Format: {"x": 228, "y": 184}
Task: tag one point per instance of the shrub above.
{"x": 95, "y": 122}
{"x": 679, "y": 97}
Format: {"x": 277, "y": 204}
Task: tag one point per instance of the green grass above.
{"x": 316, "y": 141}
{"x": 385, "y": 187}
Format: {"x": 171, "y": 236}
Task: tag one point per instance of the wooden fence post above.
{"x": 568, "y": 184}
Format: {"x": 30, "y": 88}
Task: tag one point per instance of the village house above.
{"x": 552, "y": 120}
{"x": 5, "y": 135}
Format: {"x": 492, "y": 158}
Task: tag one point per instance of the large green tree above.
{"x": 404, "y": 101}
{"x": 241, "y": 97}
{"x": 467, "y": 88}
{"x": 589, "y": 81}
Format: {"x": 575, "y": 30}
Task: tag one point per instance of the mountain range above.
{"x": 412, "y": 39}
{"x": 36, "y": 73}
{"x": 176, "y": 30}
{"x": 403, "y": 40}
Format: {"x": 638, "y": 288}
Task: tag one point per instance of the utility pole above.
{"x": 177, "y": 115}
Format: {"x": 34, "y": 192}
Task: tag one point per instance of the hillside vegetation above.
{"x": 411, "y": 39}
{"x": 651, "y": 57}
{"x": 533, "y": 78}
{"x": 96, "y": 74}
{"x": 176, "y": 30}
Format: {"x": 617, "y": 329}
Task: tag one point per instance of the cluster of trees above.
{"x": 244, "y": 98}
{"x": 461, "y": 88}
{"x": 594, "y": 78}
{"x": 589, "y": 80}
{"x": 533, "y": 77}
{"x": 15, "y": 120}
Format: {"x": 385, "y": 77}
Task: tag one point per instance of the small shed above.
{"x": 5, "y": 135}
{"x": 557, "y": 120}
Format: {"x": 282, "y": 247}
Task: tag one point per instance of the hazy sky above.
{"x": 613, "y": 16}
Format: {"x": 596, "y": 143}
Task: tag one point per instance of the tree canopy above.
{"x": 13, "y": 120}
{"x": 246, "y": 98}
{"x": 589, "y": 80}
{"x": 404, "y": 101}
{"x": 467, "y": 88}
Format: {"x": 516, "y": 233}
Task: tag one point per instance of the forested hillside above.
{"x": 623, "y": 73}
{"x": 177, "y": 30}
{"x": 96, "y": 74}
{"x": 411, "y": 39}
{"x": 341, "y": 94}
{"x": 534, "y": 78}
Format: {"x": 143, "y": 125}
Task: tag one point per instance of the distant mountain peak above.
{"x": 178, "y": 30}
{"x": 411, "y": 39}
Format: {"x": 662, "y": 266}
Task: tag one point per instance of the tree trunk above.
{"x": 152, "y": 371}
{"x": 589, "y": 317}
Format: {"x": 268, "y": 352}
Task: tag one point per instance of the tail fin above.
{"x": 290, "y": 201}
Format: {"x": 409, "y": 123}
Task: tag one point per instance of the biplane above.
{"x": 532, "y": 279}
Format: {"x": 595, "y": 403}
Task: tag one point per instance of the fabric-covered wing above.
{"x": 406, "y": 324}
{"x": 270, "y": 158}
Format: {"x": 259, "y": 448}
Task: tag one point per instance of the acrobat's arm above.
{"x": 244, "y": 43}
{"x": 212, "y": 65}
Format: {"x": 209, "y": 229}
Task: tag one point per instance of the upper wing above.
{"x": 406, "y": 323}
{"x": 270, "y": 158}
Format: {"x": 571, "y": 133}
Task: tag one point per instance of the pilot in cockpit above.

•••

■ Required work ■
The full listing above should be reproduced exactly.

■ The completed task ■
Format: {"x": 228, "y": 184}
Task: tag one point per instance of the shrub above.
{"x": 95, "y": 122}
{"x": 679, "y": 97}
Format: {"x": 277, "y": 204}
Task: tag one point per instance of the green grass above.
{"x": 316, "y": 141}
{"x": 385, "y": 187}
Format: {"x": 171, "y": 236}
Task: tag one point per instance of the wooden fence post above.
{"x": 568, "y": 184}
Format: {"x": 30, "y": 88}
Task: tag one point per instance of the village house above.
{"x": 552, "y": 120}
{"x": 5, "y": 135}
Format: {"x": 492, "y": 158}
Task: tag one point per instance of the large green tree above.
{"x": 404, "y": 101}
{"x": 241, "y": 97}
{"x": 467, "y": 88}
{"x": 589, "y": 81}
Format: {"x": 575, "y": 30}
Task: tag one point per instance of the mountain range above.
{"x": 412, "y": 39}
{"x": 36, "y": 73}
{"x": 176, "y": 30}
{"x": 403, "y": 40}
Format: {"x": 638, "y": 288}
Task: tag one point per instance of the utility pole above.
{"x": 177, "y": 115}
Format: {"x": 34, "y": 192}
Task: tag one point per instance of the hillside vegetation above.
{"x": 411, "y": 39}
{"x": 651, "y": 57}
{"x": 533, "y": 78}
{"x": 96, "y": 74}
{"x": 176, "y": 30}
Format: {"x": 617, "y": 329}
Task: tag one point per instance of the cluster of trees above.
{"x": 244, "y": 98}
{"x": 461, "y": 88}
{"x": 594, "y": 78}
{"x": 589, "y": 80}
{"x": 533, "y": 77}
{"x": 15, "y": 120}
Format: {"x": 385, "y": 77}
Task: tag one point per instance of the small shed above.
{"x": 5, "y": 135}
{"x": 557, "y": 120}
Format: {"x": 282, "y": 247}
Task: tag one point per instance of the hazy sky above.
{"x": 613, "y": 16}
Format: {"x": 596, "y": 143}
Task: tag one point per instance of the tree canopy above.
{"x": 13, "y": 120}
{"x": 246, "y": 98}
{"x": 589, "y": 80}
{"x": 404, "y": 101}
{"x": 467, "y": 88}
Format: {"x": 516, "y": 233}
Task: tag one point per instance of the forested hillside above.
{"x": 623, "y": 73}
{"x": 177, "y": 30}
{"x": 96, "y": 74}
{"x": 411, "y": 39}
{"x": 341, "y": 94}
{"x": 534, "y": 78}
Format: {"x": 143, "y": 125}
Task: tag one point per instance of the distant mountain peak above.
{"x": 178, "y": 30}
{"x": 411, "y": 39}
Format: {"x": 662, "y": 266}
Task: tag one point per instance of the tree trunk above.
{"x": 152, "y": 371}
{"x": 589, "y": 317}
Format: {"x": 268, "y": 352}
Task: tag one point per instance of the tail fin above.
{"x": 290, "y": 201}
Format: {"x": 409, "y": 123}
Task: tag one point per instance of the biplane above.
{"x": 532, "y": 279}
Format: {"x": 595, "y": 403}
Task: tag one point per instance of the fabric-covered wing above.
{"x": 406, "y": 324}
{"x": 270, "y": 158}
Format: {"x": 259, "y": 448}
Task: tag one point per instance of the acrobat's arm above.
{"x": 244, "y": 43}
{"x": 212, "y": 65}
Format: {"x": 209, "y": 229}
Task: tag one point per instance of the upper wing above.
{"x": 406, "y": 323}
{"x": 270, "y": 158}
Format: {"x": 571, "y": 133}
Task: tag one point per instance of the pilot in cockpit above.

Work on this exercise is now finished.